───── MATERIALS PROVIDED ─────

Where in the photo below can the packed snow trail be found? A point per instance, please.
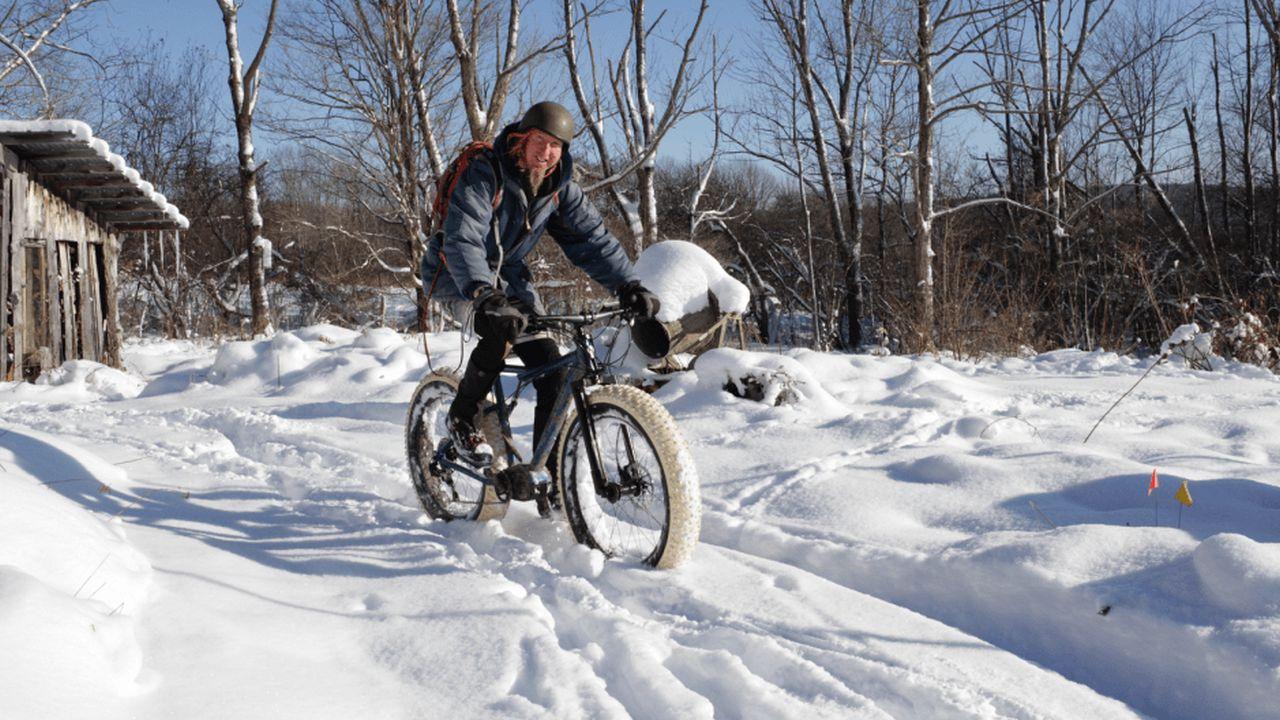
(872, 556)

─────
───── MATERIALS PROVIDED ─────

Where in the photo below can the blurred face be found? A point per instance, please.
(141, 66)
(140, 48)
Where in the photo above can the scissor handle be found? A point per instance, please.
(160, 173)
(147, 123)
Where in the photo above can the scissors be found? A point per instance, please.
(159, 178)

─────
───── MATERIALS PROVIDED ─────

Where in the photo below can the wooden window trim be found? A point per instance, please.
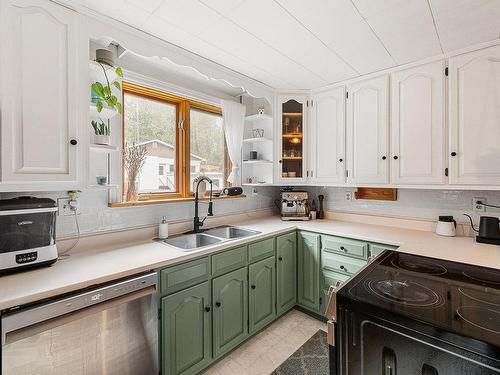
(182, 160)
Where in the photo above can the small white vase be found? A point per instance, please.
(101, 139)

─────

• WHAT NEEDS TO BE DONE
Pull out every line of the data above that contains the word "photo".

• CORRECT RESPONSE
Where in the photo below can the packed snow trail be found? A point per instance, please.
Where in the photo below can the blurred face be found? A point per instance, please.
Where in the photo above can the scissor handle be found? A point per instance, please.
Where in the photo above can the scissors be found? A point per instance, please.
Where in the photo below can the wooden window trim be found? A point per instance, please.
Where in the photo above can the small white vase be found? A point per instance, please.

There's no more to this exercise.